> **WHAT YOU HAVE TO DO**:
In the data below, find the lines containing "hilltop" and say how many there are, nothing more.

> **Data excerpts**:
****

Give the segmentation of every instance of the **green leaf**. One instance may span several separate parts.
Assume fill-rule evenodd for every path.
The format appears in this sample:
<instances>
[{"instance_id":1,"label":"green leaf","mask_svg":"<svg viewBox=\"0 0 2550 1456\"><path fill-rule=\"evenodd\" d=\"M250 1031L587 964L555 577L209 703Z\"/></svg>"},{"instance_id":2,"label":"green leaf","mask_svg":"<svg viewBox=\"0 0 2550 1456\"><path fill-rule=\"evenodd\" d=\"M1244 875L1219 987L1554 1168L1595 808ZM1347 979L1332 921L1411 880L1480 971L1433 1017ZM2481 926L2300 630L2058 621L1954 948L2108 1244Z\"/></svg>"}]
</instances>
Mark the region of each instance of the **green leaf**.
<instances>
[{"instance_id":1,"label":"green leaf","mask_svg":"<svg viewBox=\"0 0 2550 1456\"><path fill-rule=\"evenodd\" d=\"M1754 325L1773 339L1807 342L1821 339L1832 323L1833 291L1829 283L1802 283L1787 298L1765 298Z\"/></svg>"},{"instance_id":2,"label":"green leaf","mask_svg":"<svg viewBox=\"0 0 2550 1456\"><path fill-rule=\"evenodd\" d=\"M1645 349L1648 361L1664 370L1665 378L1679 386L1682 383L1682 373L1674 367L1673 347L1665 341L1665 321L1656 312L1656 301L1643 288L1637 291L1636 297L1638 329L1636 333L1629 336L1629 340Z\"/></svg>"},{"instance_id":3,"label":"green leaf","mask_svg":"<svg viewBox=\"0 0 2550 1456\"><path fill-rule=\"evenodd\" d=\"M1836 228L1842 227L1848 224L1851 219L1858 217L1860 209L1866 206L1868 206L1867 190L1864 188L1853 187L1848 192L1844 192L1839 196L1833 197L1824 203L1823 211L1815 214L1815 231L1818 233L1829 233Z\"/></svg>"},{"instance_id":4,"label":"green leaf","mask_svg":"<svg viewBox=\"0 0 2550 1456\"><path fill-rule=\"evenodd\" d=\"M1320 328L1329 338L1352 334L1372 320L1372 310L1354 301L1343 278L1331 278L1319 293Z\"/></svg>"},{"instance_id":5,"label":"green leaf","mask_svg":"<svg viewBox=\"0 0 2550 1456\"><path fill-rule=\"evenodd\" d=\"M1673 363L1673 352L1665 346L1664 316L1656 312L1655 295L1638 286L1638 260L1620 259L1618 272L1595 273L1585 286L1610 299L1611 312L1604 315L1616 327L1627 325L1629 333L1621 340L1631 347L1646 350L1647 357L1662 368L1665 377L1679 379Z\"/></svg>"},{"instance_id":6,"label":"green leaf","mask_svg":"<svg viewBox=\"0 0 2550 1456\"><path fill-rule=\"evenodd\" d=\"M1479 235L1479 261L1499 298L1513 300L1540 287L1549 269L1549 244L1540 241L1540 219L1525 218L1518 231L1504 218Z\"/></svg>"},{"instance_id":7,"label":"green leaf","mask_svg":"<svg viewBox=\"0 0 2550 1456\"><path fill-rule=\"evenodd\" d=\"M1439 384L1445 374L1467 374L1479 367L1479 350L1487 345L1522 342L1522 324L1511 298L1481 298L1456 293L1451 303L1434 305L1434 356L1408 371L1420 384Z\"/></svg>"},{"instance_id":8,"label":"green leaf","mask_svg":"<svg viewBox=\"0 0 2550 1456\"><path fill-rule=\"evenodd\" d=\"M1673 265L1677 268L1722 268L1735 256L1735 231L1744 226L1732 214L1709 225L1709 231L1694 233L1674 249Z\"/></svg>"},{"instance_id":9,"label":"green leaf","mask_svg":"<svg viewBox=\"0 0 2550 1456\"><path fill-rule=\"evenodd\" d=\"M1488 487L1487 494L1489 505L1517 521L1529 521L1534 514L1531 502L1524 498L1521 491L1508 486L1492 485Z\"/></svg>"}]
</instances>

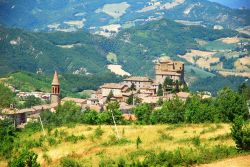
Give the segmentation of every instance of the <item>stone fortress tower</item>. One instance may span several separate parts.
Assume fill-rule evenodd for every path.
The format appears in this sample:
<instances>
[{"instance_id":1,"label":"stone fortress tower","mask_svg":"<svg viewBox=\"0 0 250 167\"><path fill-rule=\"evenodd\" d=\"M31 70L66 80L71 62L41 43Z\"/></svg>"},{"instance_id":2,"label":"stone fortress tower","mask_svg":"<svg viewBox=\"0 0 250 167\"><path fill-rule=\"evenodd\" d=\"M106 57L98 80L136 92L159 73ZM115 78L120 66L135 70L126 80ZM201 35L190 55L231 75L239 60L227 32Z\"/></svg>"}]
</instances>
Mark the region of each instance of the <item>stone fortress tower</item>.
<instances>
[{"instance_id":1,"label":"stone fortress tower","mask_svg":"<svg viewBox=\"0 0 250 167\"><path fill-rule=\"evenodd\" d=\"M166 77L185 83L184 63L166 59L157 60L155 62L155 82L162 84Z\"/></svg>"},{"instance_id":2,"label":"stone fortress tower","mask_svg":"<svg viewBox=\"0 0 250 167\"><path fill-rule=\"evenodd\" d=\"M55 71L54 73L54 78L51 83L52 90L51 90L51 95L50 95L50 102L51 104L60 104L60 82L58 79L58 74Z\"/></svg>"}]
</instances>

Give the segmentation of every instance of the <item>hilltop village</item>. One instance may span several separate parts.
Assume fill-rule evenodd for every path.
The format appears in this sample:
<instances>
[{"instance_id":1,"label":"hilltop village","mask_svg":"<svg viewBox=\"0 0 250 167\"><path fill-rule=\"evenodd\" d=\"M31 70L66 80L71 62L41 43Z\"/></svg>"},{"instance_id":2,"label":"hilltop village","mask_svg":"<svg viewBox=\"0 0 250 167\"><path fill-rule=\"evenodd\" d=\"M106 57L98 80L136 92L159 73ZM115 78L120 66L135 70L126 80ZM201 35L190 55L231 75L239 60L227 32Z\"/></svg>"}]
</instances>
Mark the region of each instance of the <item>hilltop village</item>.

****

> **FINISHED TASK**:
3